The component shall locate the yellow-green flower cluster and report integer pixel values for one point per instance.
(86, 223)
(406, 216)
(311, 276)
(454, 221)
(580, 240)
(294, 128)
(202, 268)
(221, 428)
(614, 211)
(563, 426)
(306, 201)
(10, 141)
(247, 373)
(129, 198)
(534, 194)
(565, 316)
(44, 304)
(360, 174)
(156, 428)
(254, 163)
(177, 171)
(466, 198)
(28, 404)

- - -

■ Work required ■
Recast the data above as a numbered list, one line per item, leaving out any blank lines.

■ Result of this task ■
1. The component shall locate the yellow-green flower cluster and report integer pixel values for one point per instance.
2. (86, 223)
3. (406, 216)
4. (311, 276)
5. (454, 221)
6. (580, 240)
7. (294, 128)
8. (202, 268)
9. (221, 428)
10. (614, 211)
11. (563, 426)
12. (306, 201)
13. (10, 141)
14. (247, 373)
15. (129, 198)
16. (534, 194)
17. (565, 316)
18. (44, 304)
19. (360, 174)
20. (156, 428)
21. (254, 163)
22. (177, 171)
23. (466, 198)
24. (28, 404)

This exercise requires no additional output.